■ What to work on
Could the entries below be transcribed word for word, with the pictures omitted?

■ Listed records
——

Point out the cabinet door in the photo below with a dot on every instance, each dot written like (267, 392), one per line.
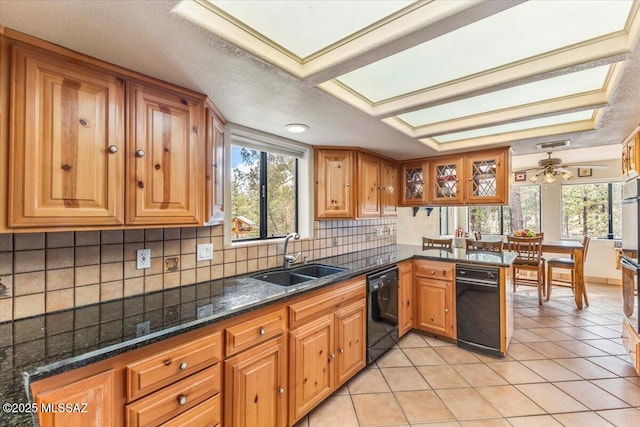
(368, 186)
(334, 176)
(413, 180)
(165, 154)
(389, 191)
(255, 382)
(487, 177)
(405, 297)
(67, 150)
(447, 175)
(350, 341)
(97, 392)
(311, 374)
(435, 311)
(214, 172)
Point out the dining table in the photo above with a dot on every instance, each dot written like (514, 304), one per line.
(575, 248)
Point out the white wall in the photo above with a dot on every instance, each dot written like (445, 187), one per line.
(600, 263)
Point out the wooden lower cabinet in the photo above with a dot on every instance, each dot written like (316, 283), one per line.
(435, 310)
(405, 297)
(255, 382)
(96, 391)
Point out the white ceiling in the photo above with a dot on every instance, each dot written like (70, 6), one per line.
(264, 78)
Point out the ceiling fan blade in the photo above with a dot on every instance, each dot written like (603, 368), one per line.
(586, 166)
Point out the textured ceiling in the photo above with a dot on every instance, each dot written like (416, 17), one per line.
(147, 37)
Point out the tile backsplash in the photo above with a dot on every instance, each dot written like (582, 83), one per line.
(48, 272)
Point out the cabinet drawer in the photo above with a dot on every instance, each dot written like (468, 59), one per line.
(175, 399)
(206, 414)
(254, 331)
(325, 302)
(631, 341)
(159, 370)
(434, 269)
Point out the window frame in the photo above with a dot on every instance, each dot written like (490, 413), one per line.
(264, 191)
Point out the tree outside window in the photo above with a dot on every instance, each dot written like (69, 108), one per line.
(263, 194)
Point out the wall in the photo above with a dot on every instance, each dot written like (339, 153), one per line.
(48, 272)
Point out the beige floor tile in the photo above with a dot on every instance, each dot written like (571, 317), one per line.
(402, 379)
(393, 358)
(582, 419)
(590, 395)
(423, 407)
(467, 404)
(378, 410)
(584, 368)
(368, 381)
(424, 356)
(551, 350)
(509, 401)
(550, 398)
(535, 421)
(515, 372)
(622, 389)
(479, 375)
(550, 370)
(336, 410)
(442, 376)
(455, 355)
(622, 417)
(522, 352)
(412, 340)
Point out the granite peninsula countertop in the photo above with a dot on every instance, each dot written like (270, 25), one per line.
(38, 347)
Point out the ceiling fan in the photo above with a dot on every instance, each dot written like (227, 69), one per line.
(548, 169)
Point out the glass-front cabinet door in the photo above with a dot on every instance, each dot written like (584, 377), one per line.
(413, 181)
(446, 174)
(487, 177)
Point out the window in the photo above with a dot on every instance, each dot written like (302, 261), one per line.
(263, 194)
(523, 212)
(591, 210)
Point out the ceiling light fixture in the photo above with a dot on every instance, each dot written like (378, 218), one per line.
(296, 127)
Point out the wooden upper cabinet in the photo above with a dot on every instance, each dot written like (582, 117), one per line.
(446, 175)
(369, 203)
(96, 392)
(214, 168)
(67, 148)
(334, 184)
(165, 155)
(389, 190)
(413, 179)
(487, 177)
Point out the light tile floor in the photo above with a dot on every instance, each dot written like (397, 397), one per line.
(564, 367)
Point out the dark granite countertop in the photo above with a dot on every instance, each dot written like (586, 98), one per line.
(38, 347)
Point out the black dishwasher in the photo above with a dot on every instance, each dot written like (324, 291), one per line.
(478, 308)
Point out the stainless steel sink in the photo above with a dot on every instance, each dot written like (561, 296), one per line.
(298, 275)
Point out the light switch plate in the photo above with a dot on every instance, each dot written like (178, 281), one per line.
(143, 258)
(204, 252)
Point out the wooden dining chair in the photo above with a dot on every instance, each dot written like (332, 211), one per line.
(529, 259)
(566, 264)
(429, 243)
(484, 245)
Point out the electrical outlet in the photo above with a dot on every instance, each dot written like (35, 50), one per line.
(143, 328)
(143, 259)
(205, 252)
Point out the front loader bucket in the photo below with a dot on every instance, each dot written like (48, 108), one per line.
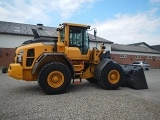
(134, 77)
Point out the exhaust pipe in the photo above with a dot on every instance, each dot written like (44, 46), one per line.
(134, 77)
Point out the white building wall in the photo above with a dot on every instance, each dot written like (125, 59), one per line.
(12, 41)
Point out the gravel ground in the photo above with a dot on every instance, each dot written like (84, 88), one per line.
(20, 100)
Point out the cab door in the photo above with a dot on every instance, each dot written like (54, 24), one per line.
(78, 43)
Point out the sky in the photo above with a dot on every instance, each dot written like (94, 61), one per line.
(119, 21)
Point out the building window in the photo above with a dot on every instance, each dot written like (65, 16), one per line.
(137, 57)
(125, 56)
(150, 57)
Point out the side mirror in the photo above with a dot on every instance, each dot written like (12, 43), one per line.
(95, 33)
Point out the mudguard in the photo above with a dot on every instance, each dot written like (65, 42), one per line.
(100, 66)
(134, 77)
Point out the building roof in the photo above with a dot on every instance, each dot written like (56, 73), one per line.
(132, 48)
(143, 44)
(26, 29)
(44, 31)
(156, 47)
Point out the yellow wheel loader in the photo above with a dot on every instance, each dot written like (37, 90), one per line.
(54, 63)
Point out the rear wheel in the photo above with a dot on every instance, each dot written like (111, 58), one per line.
(54, 78)
(111, 76)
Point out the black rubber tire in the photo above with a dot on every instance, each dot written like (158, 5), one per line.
(92, 80)
(104, 81)
(44, 73)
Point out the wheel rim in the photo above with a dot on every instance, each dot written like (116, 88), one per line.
(113, 76)
(55, 79)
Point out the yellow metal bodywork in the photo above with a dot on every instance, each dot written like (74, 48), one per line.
(15, 71)
(73, 54)
(55, 79)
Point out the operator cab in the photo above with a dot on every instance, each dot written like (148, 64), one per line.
(77, 36)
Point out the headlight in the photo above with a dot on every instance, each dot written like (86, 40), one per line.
(21, 52)
(19, 58)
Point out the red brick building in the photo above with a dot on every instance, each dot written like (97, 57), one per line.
(13, 35)
(127, 54)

——

■ Output of the task
Point out the cabinet door in the photo below with a dot on every instance, each dot written like (267, 392), one per line.
(368, 186)
(334, 176)
(413, 180)
(165, 154)
(389, 191)
(255, 382)
(487, 177)
(405, 297)
(67, 150)
(447, 175)
(350, 341)
(97, 392)
(311, 374)
(435, 311)
(214, 172)
Point out the dining table in the photo above with a dot on every instance, each dot written like (514, 304), one per line.
(575, 248)
Point out the white wall in the photo above with a dot on every instance, each dot written like (445, 187), one per line.
(600, 263)
Point out the wooden lower cabinet in the photo above with a dot on every instance, each dot written like (316, 283), one per line.
(435, 310)
(405, 297)
(255, 382)
(96, 391)
Point out the white ceiling in the photo above with a dot on every instance, each dot written like (70, 6), one per line.
(264, 78)
Point out the ceiling fan blade in the photo above with a dot on every instance, each dot written like (603, 368), one per line.
(586, 166)
Point out the textured ceiling in the photo above with a dot on every instance, each dot written like (416, 17), one per line.
(147, 37)
Point out the tile backsplash in the photo above with a dot on every instance, each dot written like (582, 83), one per line.
(48, 272)
Point out the cabinet drawer in the photo above with a dot on every instance, each dot written like (468, 59), one per line.
(175, 399)
(206, 414)
(254, 331)
(325, 302)
(631, 341)
(159, 370)
(434, 269)
Point out the window frame in the photo above with a dot on every instance, each dot written like (490, 413), one per line.
(264, 191)
Point out the tree outside window in the photo above with a dot on every instance, each dot written like (69, 108), one per line.
(263, 194)
Point out the wall in the photo above with a dot on every instance, each dot written like (339, 153), one per line.
(48, 272)
Point out the beige floor tile in the photo above with a dot on every instance, each dot written like (571, 317), one per line.
(402, 379)
(393, 358)
(582, 419)
(590, 395)
(423, 407)
(467, 404)
(378, 410)
(584, 368)
(368, 381)
(424, 356)
(551, 350)
(509, 401)
(550, 398)
(535, 421)
(515, 372)
(622, 389)
(479, 375)
(550, 370)
(336, 410)
(442, 376)
(455, 355)
(622, 417)
(522, 352)
(412, 340)
Point out the granite peninsula countertop in the photo above with a dot on every instance, each dot written like (270, 25), one per line.
(38, 347)
Point out the ceiling fan in the photo above with a dot on every instance, each dot written like (227, 69), one per line.
(548, 169)
Point out the glass-front cabinet door in the photo above with a dot on every instance, each dot written like (584, 377), one per line.
(413, 181)
(446, 174)
(487, 177)
Point out the window in the photo above with a dot on every instance, each dot written like (302, 261), one per line.
(263, 194)
(523, 212)
(591, 210)
Point out the ceiling light fixture in the photo above with a dot on every instance, each dot written like (378, 218), one per line.
(296, 127)
Point out the wooden upper cabinet in the photo above with a dot on every instance, each dot written like (582, 117), one per line.
(446, 175)
(369, 203)
(96, 392)
(214, 168)
(67, 148)
(334, 184)
(165, 155)
(389, 190)
(413, 179)
(487, 177)
Point out the light tile floor in the photo above with a dot on every instance, each dot written like (397, 397), one per line.
(564, 367)
Point out the dark granite countertop in the photo above with a dot on every instance, each dot written like (586, 98), one per line.
(38, 347)
Point out the black dishwasher in the photo above with a dot on every instance, each dot written like (324, 291), one per line.
(478, 308)
Point out the stainless steel sink in the photo above with a dot on every instance, each dot written like (561, 296), one per line.
(298, 275)
Point out the light switch plate in the photo above with a dot on every instance, each dot written like (178, 281), one per line.
(143, 258)
(204, 252)
Point out the wooden dining chair in the photo above with a dot on every instance, each dot written like (332, 211), one per line.
(529, 259)
(566, 264)
(429, 243)
(484, 245)
Point out the electrical outlet in the photo above with a dot on every instance, each dot written like (35, 50), one per line.
(143, 328)
(143, 259)
(205, 252)
Point out the front loader bucket in the photo below with a dot on every instance, each dot written like (48, 108), one per line.
(134, 77)
Point out the exhaust pipe in the photo above with a dot on every instance, each dot written like (44, 46), one per line.
(134, 77)
Point out the white building wall in the photo above with a dot on every instance, each dot written like (125, 59), one per line.
(12, 41)
Point out the gravel ground in the photo above with a dot on every instance, each dot written like (84, 88), one per line.
(20, 100)
Point out the cab door in the photo above with a dot on every instance, each dot written like (54, 24), one per line.
(78, 43)
Point out the sky in the photo above with a dot on every instance, each dot written like (94, 61), one per line.
(119, 21)
Point out the building window in the photo above with a dot on every instance, each dot written like (65, 16), one per line.
(137, 57)
(125, 56)
(150, 57)
Point out the side mirror in the photo above with a dot on every instance, each dot written like (12, 43), one per line.
(95, 33)
Point out the mudguard in the photo above with a dot on every instance, each dot written like (65, 42), one per line.
(100, 66)
(134, 77)
Point out the building roof in the photo above with a dot on every instance, each dot written like (56, 73), one per line.
(132, 48)
(143, 44)
(26, 29)
(44, 31)
(156, 47)
Point out the yellow wheel loader in the photo above with a dot on every instance, each dot written like (37, 90), one per line.
(54, 63)
Point out the rear wheel in the photo above with a dot on every instance, each dot written like (111, 58), one per line.
(54, 78)
(111, 76)
Point out the black rubber tire in the photo above with a dot on every instance, each dot written like (158, 5), one per line.
(92, 80)
(104, 81)
(44, 73)
Point out the wheel rim in the photo above with a dot on every instance, each dot written like (116, 88), one per line.
(113, 76)
(55, 79)
Point out the yellow metal bodywork in the photo above with a dot on every instance, each dot written like (74, 48), one per line.
(15, 71)
(73, 54)
(55, 79)
Point out the operator cab in the photo above with a dot on every instance, each dot written like (148, 64), one per line.
(77, 36)
Point out the headlight in the photo above with a dot on every instance, each dot written like (86, 40), one per line.
(21, 52)
(19, 58)
Point out the red brick building in the photo above with a dot on every instance, each dot written like (97, 57), one per line.
(13, 35)
(127, 54)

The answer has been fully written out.